◆ Work required: Each entry below is to be printed verbatim.

== Material provided ==

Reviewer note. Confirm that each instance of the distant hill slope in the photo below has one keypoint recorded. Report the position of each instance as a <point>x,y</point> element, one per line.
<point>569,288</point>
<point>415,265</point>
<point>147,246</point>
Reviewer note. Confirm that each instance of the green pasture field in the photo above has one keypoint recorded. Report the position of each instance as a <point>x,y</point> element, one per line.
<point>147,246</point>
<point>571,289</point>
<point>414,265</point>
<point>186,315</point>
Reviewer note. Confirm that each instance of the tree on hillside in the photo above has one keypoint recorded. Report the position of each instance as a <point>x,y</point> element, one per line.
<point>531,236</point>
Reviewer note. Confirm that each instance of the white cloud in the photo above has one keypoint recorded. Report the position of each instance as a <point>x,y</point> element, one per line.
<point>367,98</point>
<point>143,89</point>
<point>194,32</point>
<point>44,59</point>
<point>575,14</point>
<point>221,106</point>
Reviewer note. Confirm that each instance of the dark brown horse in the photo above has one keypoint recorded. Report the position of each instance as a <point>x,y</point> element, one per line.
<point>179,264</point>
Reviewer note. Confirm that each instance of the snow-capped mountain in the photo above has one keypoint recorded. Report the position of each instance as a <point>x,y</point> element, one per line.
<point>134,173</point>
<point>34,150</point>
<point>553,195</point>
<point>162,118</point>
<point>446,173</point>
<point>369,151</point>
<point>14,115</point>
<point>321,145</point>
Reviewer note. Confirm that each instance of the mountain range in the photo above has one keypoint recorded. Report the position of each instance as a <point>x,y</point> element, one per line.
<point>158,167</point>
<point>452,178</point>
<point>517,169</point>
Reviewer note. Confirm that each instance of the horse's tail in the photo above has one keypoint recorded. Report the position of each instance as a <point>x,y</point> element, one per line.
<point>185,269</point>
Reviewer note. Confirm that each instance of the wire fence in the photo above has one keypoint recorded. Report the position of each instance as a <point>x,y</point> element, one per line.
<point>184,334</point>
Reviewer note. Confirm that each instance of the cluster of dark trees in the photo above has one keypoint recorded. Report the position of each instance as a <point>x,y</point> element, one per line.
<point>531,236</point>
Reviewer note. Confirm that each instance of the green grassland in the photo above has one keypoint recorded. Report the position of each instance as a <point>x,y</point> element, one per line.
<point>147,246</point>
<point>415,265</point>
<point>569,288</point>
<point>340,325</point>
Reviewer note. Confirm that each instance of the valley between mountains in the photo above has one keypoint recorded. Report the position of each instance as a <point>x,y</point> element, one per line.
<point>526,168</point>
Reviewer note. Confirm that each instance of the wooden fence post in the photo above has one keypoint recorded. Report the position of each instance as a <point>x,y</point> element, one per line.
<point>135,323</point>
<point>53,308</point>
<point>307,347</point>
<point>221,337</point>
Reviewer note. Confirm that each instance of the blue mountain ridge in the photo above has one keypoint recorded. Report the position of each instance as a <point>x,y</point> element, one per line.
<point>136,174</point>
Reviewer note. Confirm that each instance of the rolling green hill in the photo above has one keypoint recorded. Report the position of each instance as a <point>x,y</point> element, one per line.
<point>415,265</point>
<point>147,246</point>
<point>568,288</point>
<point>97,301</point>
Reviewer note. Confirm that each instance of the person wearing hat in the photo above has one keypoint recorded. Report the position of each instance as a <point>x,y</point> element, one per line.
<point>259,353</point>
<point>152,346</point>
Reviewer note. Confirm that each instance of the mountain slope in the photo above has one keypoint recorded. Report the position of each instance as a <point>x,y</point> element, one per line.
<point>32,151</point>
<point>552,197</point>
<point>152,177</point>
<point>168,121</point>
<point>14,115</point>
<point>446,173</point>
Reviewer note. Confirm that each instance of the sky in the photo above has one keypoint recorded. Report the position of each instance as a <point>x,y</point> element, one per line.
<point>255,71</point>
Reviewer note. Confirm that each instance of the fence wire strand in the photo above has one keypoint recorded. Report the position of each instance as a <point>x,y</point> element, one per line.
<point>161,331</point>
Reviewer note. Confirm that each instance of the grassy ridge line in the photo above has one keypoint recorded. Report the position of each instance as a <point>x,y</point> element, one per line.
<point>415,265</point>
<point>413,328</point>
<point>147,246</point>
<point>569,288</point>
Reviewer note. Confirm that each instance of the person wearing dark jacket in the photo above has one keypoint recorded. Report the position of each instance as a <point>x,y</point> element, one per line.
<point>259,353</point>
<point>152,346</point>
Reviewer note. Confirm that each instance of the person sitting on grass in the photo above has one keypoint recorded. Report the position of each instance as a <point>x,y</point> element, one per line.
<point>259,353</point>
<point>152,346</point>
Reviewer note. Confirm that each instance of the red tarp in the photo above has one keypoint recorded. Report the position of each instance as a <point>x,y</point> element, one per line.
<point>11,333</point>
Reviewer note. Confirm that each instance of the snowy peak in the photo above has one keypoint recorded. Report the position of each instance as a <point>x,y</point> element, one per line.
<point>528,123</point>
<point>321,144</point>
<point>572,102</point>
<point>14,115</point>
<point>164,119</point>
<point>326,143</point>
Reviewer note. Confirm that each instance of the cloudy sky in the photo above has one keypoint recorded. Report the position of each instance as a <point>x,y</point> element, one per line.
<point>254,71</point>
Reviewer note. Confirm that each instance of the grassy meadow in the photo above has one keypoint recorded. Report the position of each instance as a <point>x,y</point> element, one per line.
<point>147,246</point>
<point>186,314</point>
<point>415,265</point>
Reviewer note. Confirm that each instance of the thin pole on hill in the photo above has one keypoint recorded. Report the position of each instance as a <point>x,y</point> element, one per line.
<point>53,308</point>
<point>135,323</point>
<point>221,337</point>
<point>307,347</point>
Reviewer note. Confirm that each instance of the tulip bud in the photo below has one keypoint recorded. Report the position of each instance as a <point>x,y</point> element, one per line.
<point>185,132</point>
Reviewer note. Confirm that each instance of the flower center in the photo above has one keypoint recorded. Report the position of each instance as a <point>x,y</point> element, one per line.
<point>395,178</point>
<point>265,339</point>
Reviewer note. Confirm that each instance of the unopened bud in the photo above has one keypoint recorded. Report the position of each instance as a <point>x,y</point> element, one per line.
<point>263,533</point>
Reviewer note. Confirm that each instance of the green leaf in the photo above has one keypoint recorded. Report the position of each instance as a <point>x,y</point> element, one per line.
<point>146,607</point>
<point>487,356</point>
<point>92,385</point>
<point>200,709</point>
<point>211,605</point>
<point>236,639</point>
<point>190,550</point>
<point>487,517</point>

===

◆ Finished exercise:
Reviewer note. Confirm that each instance of the distant hill slope in the photo below has one keypoint recorded. Report the position of each instance as a <point>x,y</point> element, one per line.
<point>569,288</point>
<point>415,265</point>
<point>147,246</point>
Reviewer note. Confirm that each instance of the green pasture field in the photo above has one keypoint recorded. Report the position of each instance as a <point>x,y</point> element, one per line.
<point>147,246</point>
<point>571,289</point>
<point>414,265</point>
<point>186,315</point>
Reviewer note. Confirm that each instance of the tree on hillside in the photo above has one keypoint recorded. Report the position of each instance as a <point>x,y</point> element, one per line.
<point>531,236</point>
Reviewer note. Confirm that each instance of the white cloud in the photo above has one keypoint recorded. Report the position of each instance as a <point>x,y</point> element, one per line.
<point>367,98</point>
<point>143,89</point>
<point>194,32</point>
<point>44,59</point>
<point>575,14</point>
<point>221,106</point>
Reviewer note. Confirm that each instance of the dark brown horse in the photo above has one keypoint recorded. Report the position of each instance as a <point>x,y</point> element, one per line.
<point>179,264</point>
Reviewer note. Confirm that each instance of the snow-capped mountain in the photo above has one keypoint recorded. Report the position of each instance as a <point>x,y</point> element, one per line.
<point>134,173</point>
<point>34,150</point>
<point>553,195</point>
<point>162,118</point>
<point>446,173</point>
<point>369,151</point>
<point>14,115</point>
<point>321,145</point>
Reviewer note. Confirm that each instance of the mountain range in the photo above has one keypoint recorded. Report the position of each instance as a <point>x,y</point> element, one per line.
<point>158,167</point>
<point>452,178</point>
<point>517,169</point>
Reviewer note. Confirm that each instance of the horse's tail in the photo above has one keypoint recorded. Report the position of each instance as a <point>x,y</point> element, one per line.
<point>185,269</point>
Reviewer note. Confirm that each instance of the wire fence in the photo above has one keypoint recorded. Report the position of each instance as a <point>x,y</point> element, one per line.
<point>184,334</point>
Reviewer note. Confirm that each instance of the cluster of dark trees in the photo above has one keypoint recorded. Report the position of each instance as a <point>x,y</point> element, one per line.
<point>531,236</point>
Reviewer note. Confirm that each instance of the green grassland in the photo above has one keypoint recorded. Report the position of each instance as a <point>x,y</point> element, one per line.
<point>147,246</point>
<point>415,265</point>
<point>569,288</point>
<point>340,325</point>
Reviewer note. Confirm that each instance of the valley between mountains in the photo above has one keypoint recorded. Report the position of each instance as a <point>x,y</point> element, one per line.
<point>526,168</point>
Reviewer note. Confirm that each instance of the wooden fence post in the photo above has one keypoint recorded. Report the position of each instance as a <point>x,y</point> element, one per line.
<point>135,323</point>
<point>53,308</point>
<point>307,347</point>
<point>221,337</point>
Reviewer note. Confirm that each instance of the blue mountain ridge in the photo above has one keypoint recorded. Report the position of each instance as a <point>x,y</point> element, one per line.
<point>136,174</point>
Reviewer note. Confirm that each instance of the rolling green hill in the photo above has one keypoint recorded. Report the position of each instance as a <point>x,y</point> element, one per line.
<point>415,265</point>
<point>147,246</point>
<point>568,288</point>
<point>97,301</point>
Reviewer note. Confirm that each instance of the person wearing hat in the photo above has one keypoint recorded. Report the position of each instance as a <point>x,y</point> element, one per line.
<point>259,353</point>
<point>152,346</point>
Reviewer note. Confirm that each instance of the mountain slope in the photo above has one keypoint recorded. Report the position of each instance as a <point>x,y</point> element, one per line.
<point>32,151</point>
<point>552,197</point>
<point>152,177</point>
<point>168,121</point>
<point>14,115</point>
<point>446,173</point>
Reviewer note. Confirm that each instance of the sky in the photo above has one keypoint recorded. Report the position of each instance as a <point>x,y</point> element, one per line.
<point>255,71</point>
Reviewer note. Confirm that each instance of the fence wire strand in the photo above has one keypoint recorded. Report the position of each instance as a <point>x,y</point> element, one per line.
<point>161,331</point>
Reviewer note. Confirm that each instance of the grassy ridge line in the photo above has one keypoint recorded. Report the position of each instance as a <point>x,y</point> element, one per line.
<point>415,265</point>
<point>413,328</point>
<point>147,246</point>
<point>569,288</point>
Reviewer note. Confirm that each instance of the person wearing dark jacket in the photo above has one keypoint recorded. Report the position of each instance as a <point>x,y</point> element, one per line.
<point>259,353</point>
<point>152,346</point>
Reviewer note. Confirm that each instance of the person sitting on grass in the photo above has one keypoint recorded. Report the position of each instance as a <point>x,y</point> element, one per line.
<point>259,353</point>
<point>152,346</point>
Reviewer note. Confirm that each instance of the red tarp in the photo above has one keypoint recorded. Report the position of each instance as a <point>x,y</point> element, one per line.
<point>11,333</point>
Reviewer note. Confirm that each instance of the snowy peak in the photo above has one keypoint recorded. Report the position of each instance as a <point>x,y</point> element, one per line.
<point>528,123</point>
<point>321,144</point>
<point>572,102</point>
<point>14,115</point>
<point>164,119</point>
<point>326,143</point>
Reviewer note. Confirm that each instance of the cloudy sky in the photo above has one keypoint recorded. Report the position of each instance as a <point>x,y</point> element, one per line.
<point>254,71</point>
Reviewer note. Confirm that each instance of the grassy meadow in the photo above has one keypoint recorded. Report the position of each instance as a <point>x,y</point> element, one per line.
<point>147,246</point>
<point>186,314</point>
<point>415,265</point>
Reviewer note. Confirm that each instance of the thin pole on hill in the photo above has one keypoint recorded. Report the position of each instance as a <point>x,y</point> element, one per line.
<point>53,308</point>
<point>135,323</point>
<point>221,337</point>
<point>307,347</point>
Reviewer note. Confirm that each instance of the tulip bud in the photo below has one keypoint recorded. Report the position of each instance as a <point>x,y</point> element, one per line.
<point>185,132</point>
Reviewer note. Confirm that each instance of the flower center in the photo above has one keypoint recorded. Report the position of each instance as a <point>x,y</point> element, one per line.
<point>395,178</point>
<point>265,339</point>
Reviewer note. Confirm that each instance of the unopened bud in the photo above has one keypoint recorded. Report the position of each instance as a <point>x,y</point> element, one per line.
<point>263,533</point>
Reviewer note. Confirm that each instance of the green leaf in the photo above has one keypoint recorded. Report the position of each instance as a <point>x,y</point> element, one per line.
<point>146,607</point>
<point>487,356</point>
<point>92,385</point>
<point>200,709</point>
<point>211,605</point>
<point>236,639</point>
<point>190,550</point>
<point>487,517</point>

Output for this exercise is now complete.